**AIM OF THE TASK:**
Leave the pictures out, and print everything else in the records exactly.

**DATASET RECORDS:**
━━━━━━━━━━━━━━━━━━━━━━━━━━━━━━

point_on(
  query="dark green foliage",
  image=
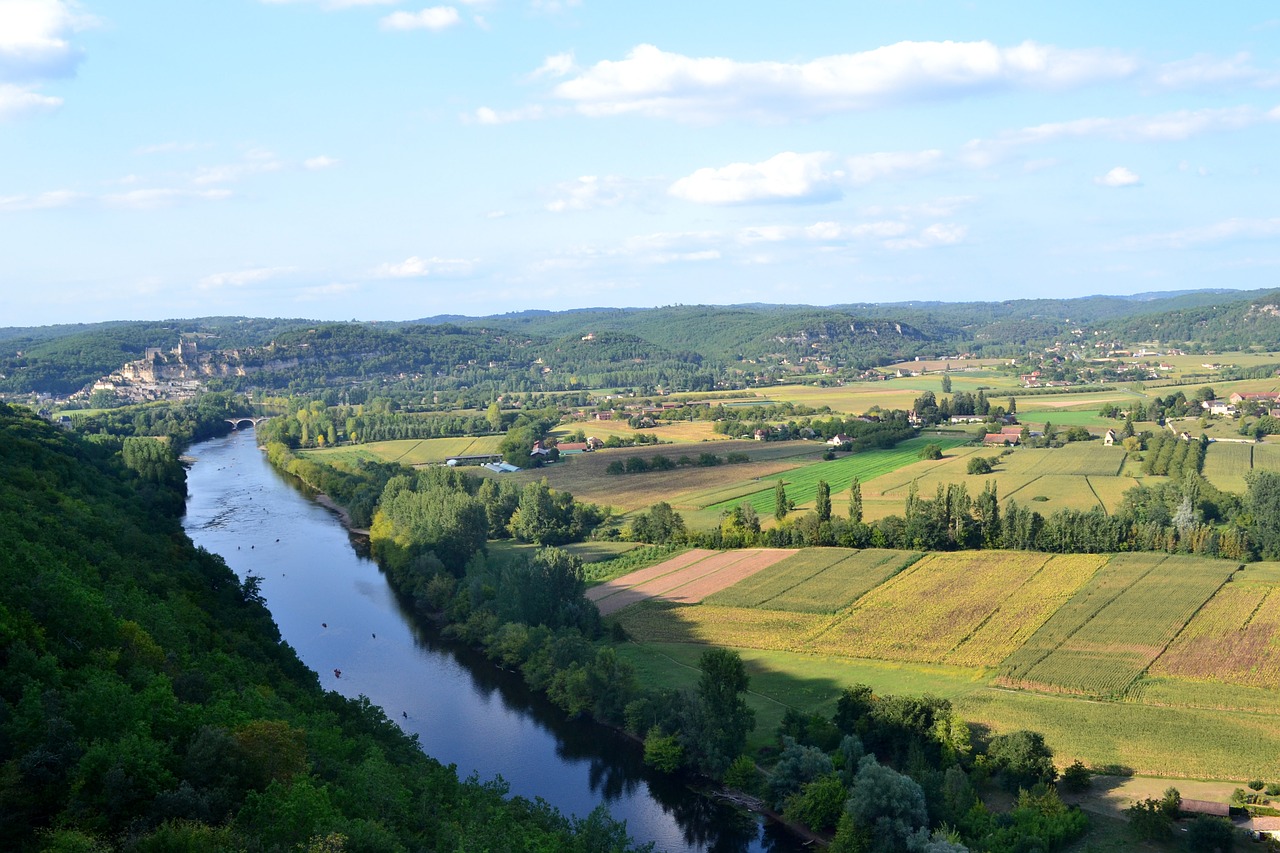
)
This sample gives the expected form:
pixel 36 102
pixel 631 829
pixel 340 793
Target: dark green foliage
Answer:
pixel 145 692
pixel 978 465
pixel 1020 760
pixel 1207 834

━━━━━━━━━━━━━━━━━━━━━━━━━━━━━━

**REPLY:**
point_on(
  query="dark green foliage",
  image=
)
This sample gives the expected form:
pixel 36 102
pixel 631 829
pixel 340 793
Target: dark green foliage
Answer:
pixel 145 692
pixel 978 465
pixel 1020 760
pixel 1207 834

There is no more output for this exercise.